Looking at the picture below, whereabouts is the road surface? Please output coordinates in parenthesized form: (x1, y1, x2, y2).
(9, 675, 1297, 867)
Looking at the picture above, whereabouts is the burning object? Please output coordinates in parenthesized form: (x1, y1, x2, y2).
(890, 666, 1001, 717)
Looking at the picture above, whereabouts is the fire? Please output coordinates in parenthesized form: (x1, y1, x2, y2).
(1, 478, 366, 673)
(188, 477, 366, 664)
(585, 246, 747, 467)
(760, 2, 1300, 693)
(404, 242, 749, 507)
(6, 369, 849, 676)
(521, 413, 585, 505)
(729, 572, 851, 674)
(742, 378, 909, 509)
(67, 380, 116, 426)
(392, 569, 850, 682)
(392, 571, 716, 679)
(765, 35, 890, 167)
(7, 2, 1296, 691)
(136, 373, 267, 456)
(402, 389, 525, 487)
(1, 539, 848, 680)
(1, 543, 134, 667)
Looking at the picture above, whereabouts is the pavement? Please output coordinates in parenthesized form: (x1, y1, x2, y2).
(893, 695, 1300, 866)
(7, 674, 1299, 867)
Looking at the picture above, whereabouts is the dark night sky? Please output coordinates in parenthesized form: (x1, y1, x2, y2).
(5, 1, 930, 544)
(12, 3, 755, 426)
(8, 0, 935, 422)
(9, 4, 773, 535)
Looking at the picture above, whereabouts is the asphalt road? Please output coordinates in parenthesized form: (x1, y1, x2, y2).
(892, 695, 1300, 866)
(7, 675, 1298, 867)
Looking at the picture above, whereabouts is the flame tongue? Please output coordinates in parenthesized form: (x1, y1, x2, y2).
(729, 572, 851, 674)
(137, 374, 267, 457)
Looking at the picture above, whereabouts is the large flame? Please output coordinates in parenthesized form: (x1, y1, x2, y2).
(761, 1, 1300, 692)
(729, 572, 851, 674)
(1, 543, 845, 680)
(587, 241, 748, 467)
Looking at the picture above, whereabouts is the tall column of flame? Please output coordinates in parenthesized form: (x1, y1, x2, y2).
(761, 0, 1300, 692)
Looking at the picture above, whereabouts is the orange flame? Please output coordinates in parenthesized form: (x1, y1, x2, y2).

**Activity**
Please write out the records from above, keeping every line exact.

**Output**
Looking at the picture below, whereabouts is the road surface? Please output coordinates in parenthesized form: (x1, y1, x2, y2).
(9, 675, 1297, 867)
Looking at the picture above, whereabouts is the burning object? Please output coordinates in parenthesized form: (x1, y1, x2, y2).
(890, 666, 1001, 717)
Looking at the picture above, whereabouts is the fire? Please output coordinates in parenthesized form: (x1, y1, x2, y2).
(1, 478, 366, 673)
(188, 477, 366, 664)
(585, 246, 747, 467)
(760, 2, 1300, 693)
(404, 242, 749, 507)
(6, 369, 849, 676)
(521, 413, 585, 505)
(729, 572, 851, 674)
(742, 378, 909, 509)
(67, 380, 116, 426)
(392, 569, 850, 682)
(392, 571, 716, 679)
(765, 35, 890, 167)
(7, 2, 1296, 691)
(136, 373, 267, 456)
(402, 389, 525, 487)
(1, 539, 848, 680)
(1, 543, 134, 667)
Looking at the picture above, whereabouts is the pavement? Please output coordinates in parenthesized form: (x1, y1, x2, y2).
(893, 695, 1300, 866)
(7, 674, 1299, 867)
Looking at the picture above, whereabouts is the dark night sky? Please output coordinates in parenthesized form: (x1, y1, x2, y2).
(5, 1, 930, 544)
(12, 3, 755, 426)
(8, 0, 935, 422)
(9, 4, 773, 535)
Looking at the picture above, whereabouts is the asphalt road? Please output coordinates in parenthesized form: (x1, y1, x2, y2).
(892, 695, 1300, 866)
(7, 675, 1298, 867)
Looking at the picture above, whereabouts is the flame tongue? Please output coordinates in parenthesized form: (x1, y1, x2, y2).
(729, 572, 851, 674)
(137, 374, 267, 457)
Looking at the picture above, whereabouts is the large flame? Please output coordinates in parenthesized form: (x1, y1, x2, y2).
(761, 1, 1300, 692)
(729, 572, 851, 674)
(1, 543, 845, 680)
(587, 241, 748, 467)
Looking at the picture above, whereabouts is the tall column of flame? Please output coordinates in parenthesized form: (x1, y1, x2, y2).
(761, 0, 1300, 692)
Looking at the picture above, whereabouts is the orange flame? Please output coordinates in parenthesized form: (x1, y1, x2, y2).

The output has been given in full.